Start of Document passage

Seasonal Tips - Rose Care
Preparations for Winter
You should have stopped watering your roses in late November (the warmth this year should have had you continue tending them), as you want them to prepare to toughen up for winter. Watering encourages growth that will subject the plant to freezes when it will hurt the most – on new growth. In the same vein, you should not fertilize established roses in the fall.
Canes that have green leaves on them can be left alone. Wait to cut canes until there are no more leaves on the cane. Cut bare canes to about 18”, or short enough to fit under the cones you will use to protect the bush throughout the winter. Cut the trimmed canes into small pieces and dispose of them.
After the ground freezes, cover rose bushes with either 12” high mounds of soil, or rose cones. Another option is to place cages of chicken wire around the trimmed bushes (18” high and wide) and fill these with leaves.
You should not do any more pruning – unless you have canes that are damaged by harsh winter weather.
Remember to keep track of your rose care in your gardening journal. This will become invaluable to you as the years progress and your garden matures.

End of Document passage

Requirement 1 | Say whether each statement agrees with the rose care tips, and give yes or no with the deciding words from the text: (a) Established roses should be fertilized in the fall. (b) Canes with green leaves on them can be left alone. (c) Bare canes should be cut to about 12”.
Requirement 2 | Rewrite the part of the rose care tips that opens with the words containing "After the ground" and closes with "these with leaves.", changing "chicken wire" to "wire mesh".
Base your answers only on the rose care tips.

Start of Data

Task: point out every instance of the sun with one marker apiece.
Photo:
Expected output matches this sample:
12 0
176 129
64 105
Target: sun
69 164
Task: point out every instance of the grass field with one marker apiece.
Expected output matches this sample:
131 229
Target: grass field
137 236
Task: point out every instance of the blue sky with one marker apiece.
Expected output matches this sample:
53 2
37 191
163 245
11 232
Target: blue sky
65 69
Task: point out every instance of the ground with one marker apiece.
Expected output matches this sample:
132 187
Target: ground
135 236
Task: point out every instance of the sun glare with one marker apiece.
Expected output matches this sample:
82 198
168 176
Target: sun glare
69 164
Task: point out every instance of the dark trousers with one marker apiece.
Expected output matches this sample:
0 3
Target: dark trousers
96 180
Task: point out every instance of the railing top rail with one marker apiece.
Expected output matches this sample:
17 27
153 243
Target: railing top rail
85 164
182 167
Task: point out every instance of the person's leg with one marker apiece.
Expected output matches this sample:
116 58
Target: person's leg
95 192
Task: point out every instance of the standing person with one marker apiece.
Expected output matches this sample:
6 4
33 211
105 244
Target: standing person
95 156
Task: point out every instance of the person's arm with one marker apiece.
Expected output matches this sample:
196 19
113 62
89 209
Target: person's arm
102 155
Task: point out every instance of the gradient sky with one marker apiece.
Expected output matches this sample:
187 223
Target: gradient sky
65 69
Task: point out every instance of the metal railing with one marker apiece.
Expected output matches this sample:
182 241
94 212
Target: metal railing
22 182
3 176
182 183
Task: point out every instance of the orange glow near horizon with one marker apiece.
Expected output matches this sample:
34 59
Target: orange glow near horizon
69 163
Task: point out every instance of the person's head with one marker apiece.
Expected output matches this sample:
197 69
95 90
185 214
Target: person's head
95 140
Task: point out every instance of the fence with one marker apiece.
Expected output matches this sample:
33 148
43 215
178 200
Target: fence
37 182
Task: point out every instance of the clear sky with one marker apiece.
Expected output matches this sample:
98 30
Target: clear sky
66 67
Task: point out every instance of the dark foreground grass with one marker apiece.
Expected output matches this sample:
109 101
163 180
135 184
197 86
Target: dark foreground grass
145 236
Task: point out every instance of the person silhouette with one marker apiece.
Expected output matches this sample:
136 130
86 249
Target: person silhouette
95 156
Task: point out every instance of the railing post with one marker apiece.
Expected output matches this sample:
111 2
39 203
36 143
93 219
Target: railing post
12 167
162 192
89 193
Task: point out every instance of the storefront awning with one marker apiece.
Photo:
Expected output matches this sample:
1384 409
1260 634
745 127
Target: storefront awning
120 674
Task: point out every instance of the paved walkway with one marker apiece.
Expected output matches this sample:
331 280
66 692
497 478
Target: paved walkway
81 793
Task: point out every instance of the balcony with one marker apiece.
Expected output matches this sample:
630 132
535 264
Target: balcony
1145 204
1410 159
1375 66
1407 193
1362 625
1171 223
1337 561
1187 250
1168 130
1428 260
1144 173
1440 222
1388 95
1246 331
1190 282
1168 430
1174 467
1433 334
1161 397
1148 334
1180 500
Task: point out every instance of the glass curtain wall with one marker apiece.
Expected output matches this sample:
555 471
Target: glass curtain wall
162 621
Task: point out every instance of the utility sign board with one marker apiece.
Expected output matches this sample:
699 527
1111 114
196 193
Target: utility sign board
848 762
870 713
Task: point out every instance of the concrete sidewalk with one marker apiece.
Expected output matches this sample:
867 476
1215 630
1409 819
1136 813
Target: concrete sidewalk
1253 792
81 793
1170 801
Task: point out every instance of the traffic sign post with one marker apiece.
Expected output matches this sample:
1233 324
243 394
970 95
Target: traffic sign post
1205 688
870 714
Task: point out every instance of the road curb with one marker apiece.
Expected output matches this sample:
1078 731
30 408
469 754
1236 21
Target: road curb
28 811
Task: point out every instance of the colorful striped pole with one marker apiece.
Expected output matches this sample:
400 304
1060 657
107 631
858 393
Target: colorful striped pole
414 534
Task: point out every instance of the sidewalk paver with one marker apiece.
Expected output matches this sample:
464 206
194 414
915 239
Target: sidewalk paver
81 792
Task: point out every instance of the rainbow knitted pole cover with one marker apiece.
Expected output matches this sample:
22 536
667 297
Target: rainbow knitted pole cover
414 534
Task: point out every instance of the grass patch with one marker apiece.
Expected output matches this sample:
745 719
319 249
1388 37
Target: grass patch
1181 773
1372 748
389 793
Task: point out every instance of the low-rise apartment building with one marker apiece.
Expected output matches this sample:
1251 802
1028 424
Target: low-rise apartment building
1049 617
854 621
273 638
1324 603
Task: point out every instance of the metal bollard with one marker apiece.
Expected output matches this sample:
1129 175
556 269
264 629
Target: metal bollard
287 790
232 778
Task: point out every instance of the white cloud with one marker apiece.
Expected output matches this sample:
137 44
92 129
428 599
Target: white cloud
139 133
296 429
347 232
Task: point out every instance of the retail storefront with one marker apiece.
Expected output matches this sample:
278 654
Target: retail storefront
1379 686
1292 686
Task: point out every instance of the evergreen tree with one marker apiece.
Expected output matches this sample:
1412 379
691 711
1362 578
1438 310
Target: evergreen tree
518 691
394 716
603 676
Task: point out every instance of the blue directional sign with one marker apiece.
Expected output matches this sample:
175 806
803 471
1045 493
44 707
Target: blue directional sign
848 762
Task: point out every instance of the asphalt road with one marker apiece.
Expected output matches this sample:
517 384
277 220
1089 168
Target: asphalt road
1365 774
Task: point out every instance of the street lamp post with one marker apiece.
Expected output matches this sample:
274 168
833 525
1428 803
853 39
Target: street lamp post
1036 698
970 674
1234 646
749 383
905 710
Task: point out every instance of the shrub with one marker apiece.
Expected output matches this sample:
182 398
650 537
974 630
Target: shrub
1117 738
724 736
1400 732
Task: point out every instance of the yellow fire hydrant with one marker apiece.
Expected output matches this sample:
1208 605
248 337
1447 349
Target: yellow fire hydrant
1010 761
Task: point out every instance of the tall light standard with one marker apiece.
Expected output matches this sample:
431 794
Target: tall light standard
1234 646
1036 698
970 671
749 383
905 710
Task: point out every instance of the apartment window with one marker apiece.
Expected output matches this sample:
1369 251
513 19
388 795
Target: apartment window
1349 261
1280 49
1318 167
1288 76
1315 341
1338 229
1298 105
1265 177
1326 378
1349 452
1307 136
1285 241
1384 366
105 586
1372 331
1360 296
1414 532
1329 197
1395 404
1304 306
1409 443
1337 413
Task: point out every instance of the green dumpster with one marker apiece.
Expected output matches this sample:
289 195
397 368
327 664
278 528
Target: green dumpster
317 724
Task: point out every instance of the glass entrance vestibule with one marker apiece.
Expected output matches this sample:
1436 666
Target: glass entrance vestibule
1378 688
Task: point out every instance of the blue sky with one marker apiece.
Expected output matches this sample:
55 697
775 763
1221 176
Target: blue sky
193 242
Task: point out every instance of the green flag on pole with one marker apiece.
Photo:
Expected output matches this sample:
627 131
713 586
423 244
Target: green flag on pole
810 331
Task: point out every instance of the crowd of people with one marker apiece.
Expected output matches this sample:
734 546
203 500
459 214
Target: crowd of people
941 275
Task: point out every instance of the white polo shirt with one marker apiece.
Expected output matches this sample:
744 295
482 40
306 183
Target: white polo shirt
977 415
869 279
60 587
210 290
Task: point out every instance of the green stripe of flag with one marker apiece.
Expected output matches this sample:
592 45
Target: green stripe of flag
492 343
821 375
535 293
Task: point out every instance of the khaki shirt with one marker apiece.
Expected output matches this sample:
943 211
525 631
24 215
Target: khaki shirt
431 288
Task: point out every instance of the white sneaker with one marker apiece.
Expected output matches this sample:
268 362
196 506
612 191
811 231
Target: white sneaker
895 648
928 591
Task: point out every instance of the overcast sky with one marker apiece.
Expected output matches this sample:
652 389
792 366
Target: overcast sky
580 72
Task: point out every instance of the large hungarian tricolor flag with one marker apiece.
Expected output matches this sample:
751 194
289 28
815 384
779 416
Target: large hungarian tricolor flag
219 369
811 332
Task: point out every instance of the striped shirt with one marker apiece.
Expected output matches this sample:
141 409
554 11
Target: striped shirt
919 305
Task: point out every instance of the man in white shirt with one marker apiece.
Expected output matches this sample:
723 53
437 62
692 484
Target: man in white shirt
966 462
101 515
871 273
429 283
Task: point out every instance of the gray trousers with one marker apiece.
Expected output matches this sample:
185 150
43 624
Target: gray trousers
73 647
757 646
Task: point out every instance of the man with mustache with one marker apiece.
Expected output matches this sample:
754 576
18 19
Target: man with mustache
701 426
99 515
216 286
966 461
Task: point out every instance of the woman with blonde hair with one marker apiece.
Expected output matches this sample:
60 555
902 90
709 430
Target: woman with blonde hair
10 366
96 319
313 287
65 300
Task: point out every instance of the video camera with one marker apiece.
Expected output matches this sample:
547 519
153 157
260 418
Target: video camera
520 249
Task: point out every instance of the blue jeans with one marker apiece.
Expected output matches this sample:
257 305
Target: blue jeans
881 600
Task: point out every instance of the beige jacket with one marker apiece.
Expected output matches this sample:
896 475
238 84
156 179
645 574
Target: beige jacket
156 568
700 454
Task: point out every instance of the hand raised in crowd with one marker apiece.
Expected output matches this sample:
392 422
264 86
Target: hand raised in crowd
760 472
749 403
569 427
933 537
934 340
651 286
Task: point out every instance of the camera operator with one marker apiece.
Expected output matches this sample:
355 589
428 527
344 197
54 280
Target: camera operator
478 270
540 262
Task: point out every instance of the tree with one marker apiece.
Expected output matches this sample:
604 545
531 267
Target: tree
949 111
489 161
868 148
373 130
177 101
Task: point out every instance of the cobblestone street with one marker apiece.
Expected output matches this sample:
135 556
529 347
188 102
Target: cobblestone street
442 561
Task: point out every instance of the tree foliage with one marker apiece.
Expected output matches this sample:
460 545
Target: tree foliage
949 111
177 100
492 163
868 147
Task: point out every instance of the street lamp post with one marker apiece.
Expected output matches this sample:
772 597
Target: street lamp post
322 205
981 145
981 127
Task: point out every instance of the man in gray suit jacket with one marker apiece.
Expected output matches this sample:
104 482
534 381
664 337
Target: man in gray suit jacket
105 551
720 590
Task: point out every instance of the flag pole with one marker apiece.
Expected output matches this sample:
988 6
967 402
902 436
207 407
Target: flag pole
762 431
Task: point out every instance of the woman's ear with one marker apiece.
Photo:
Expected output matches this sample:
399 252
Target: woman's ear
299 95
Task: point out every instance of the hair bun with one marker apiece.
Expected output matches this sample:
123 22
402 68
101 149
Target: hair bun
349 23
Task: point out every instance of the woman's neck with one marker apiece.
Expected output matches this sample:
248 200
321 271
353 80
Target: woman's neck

End of Data

Exercise solution 1 |
(a) No: "you should not fertilize established roses in the fall."
(b) Yes: "Canes that have green leaves on them can be left alone."
(c) No: "Cut bare canes to about 18”"

Exercise solution 2 |
After the ground freezes, cover rose bushes with either 12” high mounds of soil, or rose cones. Another option is to place cages of wire mesh around the trimmed bushes (18” high and wide) and fill these with leaves.